-- Begin Data shown --
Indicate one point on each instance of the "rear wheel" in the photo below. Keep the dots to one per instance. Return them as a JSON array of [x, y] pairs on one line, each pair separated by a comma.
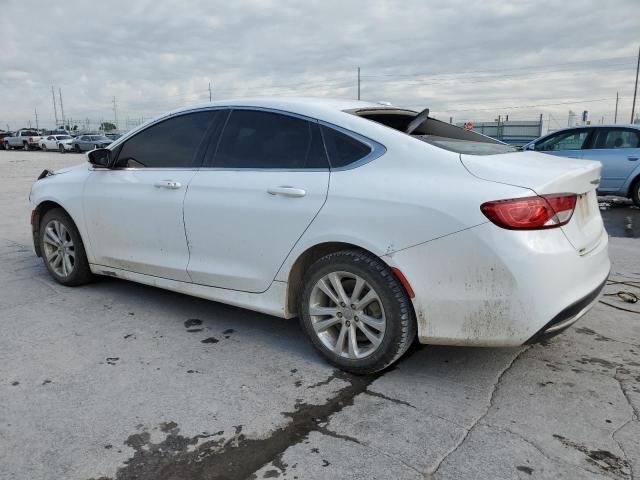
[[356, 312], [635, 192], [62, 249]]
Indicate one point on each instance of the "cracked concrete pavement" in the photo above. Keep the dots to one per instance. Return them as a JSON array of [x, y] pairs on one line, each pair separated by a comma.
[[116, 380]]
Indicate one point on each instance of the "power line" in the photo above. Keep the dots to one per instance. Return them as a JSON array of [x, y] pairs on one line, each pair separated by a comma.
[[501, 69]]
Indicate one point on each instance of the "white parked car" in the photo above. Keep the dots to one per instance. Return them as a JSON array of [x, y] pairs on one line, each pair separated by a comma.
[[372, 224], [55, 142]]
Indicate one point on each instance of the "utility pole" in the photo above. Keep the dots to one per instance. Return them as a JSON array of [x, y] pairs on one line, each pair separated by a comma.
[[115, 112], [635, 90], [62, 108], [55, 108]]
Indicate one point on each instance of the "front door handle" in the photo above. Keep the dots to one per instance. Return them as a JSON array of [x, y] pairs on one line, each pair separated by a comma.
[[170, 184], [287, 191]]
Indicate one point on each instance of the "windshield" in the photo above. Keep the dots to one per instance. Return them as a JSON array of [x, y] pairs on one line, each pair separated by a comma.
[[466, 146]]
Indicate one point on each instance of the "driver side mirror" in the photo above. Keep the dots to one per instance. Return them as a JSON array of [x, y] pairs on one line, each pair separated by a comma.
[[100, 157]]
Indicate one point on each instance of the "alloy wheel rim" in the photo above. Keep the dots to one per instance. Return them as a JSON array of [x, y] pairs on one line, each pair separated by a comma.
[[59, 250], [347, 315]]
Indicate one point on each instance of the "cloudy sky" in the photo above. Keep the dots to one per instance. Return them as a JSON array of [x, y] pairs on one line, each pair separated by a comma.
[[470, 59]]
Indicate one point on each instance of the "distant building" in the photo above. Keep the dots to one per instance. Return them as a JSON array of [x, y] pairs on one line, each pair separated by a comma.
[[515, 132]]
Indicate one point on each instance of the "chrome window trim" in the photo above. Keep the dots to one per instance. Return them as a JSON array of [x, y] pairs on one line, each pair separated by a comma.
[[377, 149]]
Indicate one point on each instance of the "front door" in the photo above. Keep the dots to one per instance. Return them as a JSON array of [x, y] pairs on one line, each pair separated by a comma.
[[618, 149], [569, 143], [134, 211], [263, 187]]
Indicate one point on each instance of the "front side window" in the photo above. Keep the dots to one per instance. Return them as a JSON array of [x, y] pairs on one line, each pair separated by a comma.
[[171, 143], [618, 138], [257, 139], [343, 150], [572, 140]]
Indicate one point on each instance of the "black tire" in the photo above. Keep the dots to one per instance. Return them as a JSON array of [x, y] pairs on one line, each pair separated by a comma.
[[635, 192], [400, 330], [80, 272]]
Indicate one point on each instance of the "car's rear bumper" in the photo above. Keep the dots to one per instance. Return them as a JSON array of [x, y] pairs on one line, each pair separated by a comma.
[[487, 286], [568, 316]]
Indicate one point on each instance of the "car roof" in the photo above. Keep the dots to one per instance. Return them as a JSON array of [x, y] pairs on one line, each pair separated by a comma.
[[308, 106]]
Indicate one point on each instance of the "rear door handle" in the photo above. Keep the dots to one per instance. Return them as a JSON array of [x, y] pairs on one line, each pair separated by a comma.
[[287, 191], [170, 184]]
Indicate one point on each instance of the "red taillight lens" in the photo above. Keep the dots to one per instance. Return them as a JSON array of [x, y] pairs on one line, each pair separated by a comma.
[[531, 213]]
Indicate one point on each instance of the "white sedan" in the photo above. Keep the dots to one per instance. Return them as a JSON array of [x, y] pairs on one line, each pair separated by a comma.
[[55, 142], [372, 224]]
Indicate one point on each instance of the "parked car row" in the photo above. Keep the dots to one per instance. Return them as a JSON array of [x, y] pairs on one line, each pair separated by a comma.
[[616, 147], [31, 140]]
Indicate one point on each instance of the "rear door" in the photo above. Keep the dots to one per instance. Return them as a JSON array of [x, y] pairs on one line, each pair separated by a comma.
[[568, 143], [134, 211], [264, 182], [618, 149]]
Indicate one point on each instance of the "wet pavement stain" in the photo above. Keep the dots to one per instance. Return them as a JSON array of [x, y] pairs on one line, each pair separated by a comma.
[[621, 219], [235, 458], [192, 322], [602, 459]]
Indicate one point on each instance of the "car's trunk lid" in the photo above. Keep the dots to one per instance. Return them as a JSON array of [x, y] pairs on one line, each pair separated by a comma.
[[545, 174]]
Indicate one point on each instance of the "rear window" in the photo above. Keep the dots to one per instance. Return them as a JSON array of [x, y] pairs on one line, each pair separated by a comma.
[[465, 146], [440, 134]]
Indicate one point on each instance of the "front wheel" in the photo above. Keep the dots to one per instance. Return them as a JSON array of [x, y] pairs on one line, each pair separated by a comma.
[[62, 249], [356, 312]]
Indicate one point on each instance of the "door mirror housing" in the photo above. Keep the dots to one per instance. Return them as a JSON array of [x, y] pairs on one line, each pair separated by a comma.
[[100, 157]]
-- End Data shown --
Problem to solve: Please repeat the items word for word, starting at the very first line and stopping after the line that contains "[[372, 224], [55, 142]]". Leave the pictures out of your answer.

Solution:
Indicate one point on each instance of the "rear wheel" in the photo below. Keep the dots to one per instance. Return them as a JSON array of [x, y] pairs on one line, each pair separated by a comma.
[[356, 312], [635, 192], [62, 249]]
Indicate one point on each instance of the "cracked concrete pavement" in the photo above. Keep the dots to one per instance. Return them as a JSON array of [x, y] pairs on one line, each pair separated by a comma.
[[116, 380]]
Indicate one point on each instance of the "power line" in the photo above. Keep the dots to one per instance. Return them as a JSON array of [x, y] pairs on one line, each pair separated by a comma.
[[501, 69]]
Indicate one point on each instance of the "white parked car" in the photo above. Keep the dots to one per instance. Return them as a JSON array of [x, y] pairs on one line, each pair separated by a comma.
[[372, 224], [55, 142]]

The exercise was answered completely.